→ TASK OBJECTIVE
Starting with the line that contains "Pin every instance of the wooden dock.", set down each line through the end of the entries below, exactly and with nothing added.

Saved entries
::::
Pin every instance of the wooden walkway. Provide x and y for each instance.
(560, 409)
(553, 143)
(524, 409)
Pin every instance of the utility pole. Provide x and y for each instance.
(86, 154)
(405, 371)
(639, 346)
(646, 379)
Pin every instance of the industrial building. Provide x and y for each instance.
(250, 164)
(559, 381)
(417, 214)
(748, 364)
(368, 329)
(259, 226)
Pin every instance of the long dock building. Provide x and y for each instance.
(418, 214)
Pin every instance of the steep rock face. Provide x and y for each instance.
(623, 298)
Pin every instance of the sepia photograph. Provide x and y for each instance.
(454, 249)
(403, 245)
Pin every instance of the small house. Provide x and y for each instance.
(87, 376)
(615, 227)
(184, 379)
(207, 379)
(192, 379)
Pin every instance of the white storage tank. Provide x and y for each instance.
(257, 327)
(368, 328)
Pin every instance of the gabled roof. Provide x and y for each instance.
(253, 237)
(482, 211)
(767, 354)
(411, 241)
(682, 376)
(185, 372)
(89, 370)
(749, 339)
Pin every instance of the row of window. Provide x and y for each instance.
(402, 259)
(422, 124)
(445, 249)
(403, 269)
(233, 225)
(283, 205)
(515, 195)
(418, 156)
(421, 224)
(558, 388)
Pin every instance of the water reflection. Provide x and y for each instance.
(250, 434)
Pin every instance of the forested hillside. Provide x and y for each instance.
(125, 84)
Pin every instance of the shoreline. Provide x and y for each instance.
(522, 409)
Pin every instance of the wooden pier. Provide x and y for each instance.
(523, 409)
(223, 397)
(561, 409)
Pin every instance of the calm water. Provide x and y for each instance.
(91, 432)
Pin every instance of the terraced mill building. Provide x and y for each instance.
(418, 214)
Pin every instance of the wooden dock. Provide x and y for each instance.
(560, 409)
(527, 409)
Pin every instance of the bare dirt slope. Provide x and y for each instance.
::::
→ FINISHED EXERCISE
Pin every instance of the wooden dock. Provide x and y for each instance.
(560, 409)
(527, 409)
Pin every instance of the bare dirt slope. Provide x and y for each instance.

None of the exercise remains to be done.